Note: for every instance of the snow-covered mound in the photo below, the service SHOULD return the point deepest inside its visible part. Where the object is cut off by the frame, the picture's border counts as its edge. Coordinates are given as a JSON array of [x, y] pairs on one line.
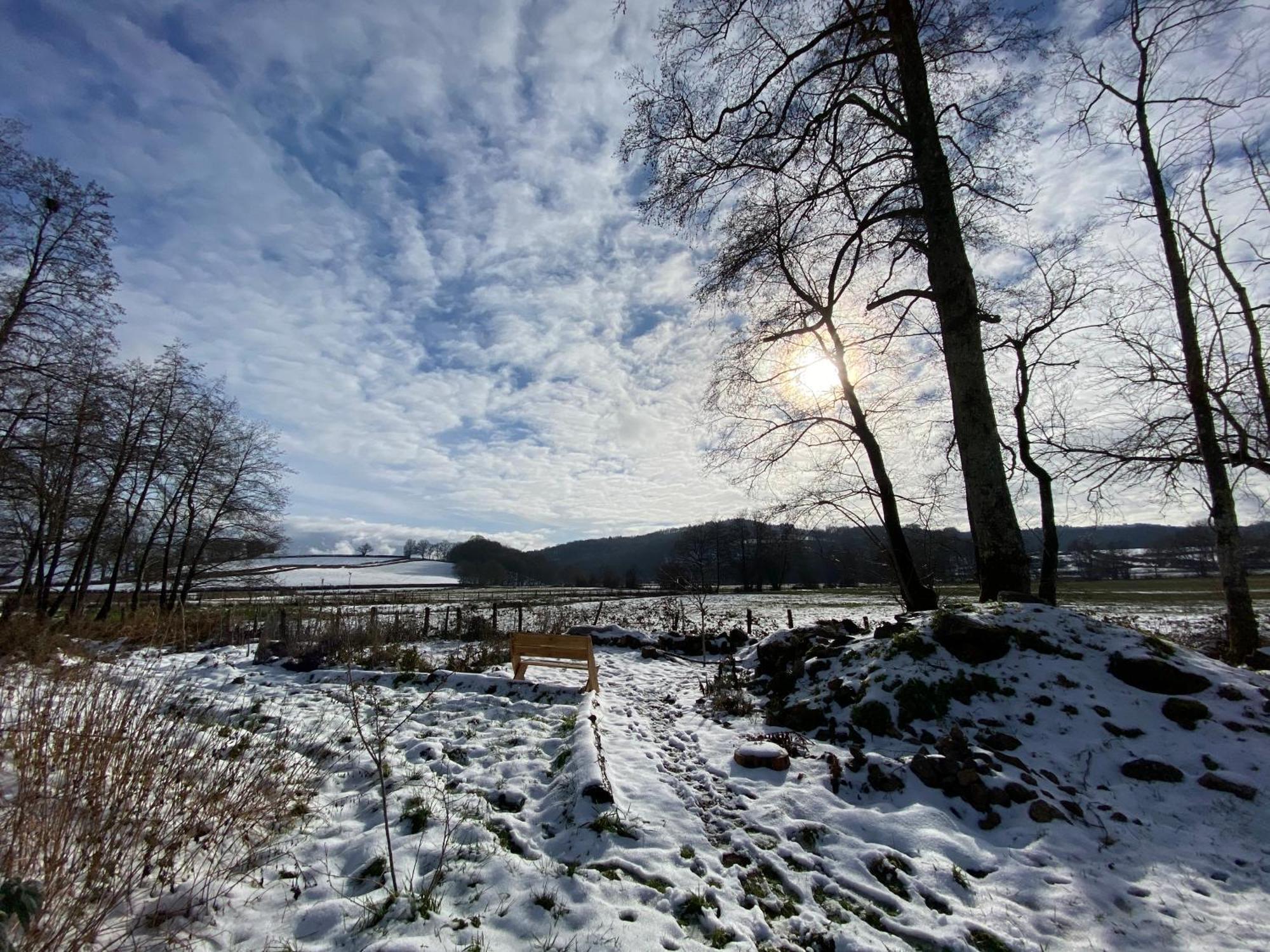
[[1133, 770], [990, 780]]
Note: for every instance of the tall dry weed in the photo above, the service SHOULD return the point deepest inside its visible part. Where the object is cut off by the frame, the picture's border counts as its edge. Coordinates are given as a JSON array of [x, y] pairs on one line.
[[133, 802]]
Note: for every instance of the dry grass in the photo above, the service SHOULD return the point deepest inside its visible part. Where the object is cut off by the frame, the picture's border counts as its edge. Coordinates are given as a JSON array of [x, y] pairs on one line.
[[134, 803]]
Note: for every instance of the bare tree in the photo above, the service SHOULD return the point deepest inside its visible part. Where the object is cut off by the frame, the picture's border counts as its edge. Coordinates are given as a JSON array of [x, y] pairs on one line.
=======
[Instruction] Render every row above as a numbered list, skipping blank lines and leaving the pictures out.

[Reply]
1. Note: for every instance of the snow-covered mound in the photo below, the service SHOULD return the point deepest inside its visible part. Where the object is cut off by the frame, the picture's border counts as its edge. Coordinates are given as a JSON array of [x, y] pairs on one line.
2. [[1133, 770], [990, 780]]
3. Note: for every instance of the tall dry weed in the photo above, the service SHOULD return the point deepest inside its visible part. Where the object is cut off by the frame, the picture's border counts as its edge. Coordinates are given as a JSON array of [x, y] pairs on one line.
4. [[133, 802]]
5. Note: for every instance of the dry grass in the photo above, the service SHOULD return the point deepest inside its visible part. Where the object is cut off by the frame, the picture's border counts as its edge. Coordinates are given as a JSON array of [x, y] pairs on one line.
6. [[134, 803]]
7. Note: for every instance of the bare tree in the photo above, the service SHOULD return the point deepest inside its visible part. Where the object is cut off by the frame, the picture's border counts as its edge. Coordinates are given as a JSON array of [x, y] pairs on one line.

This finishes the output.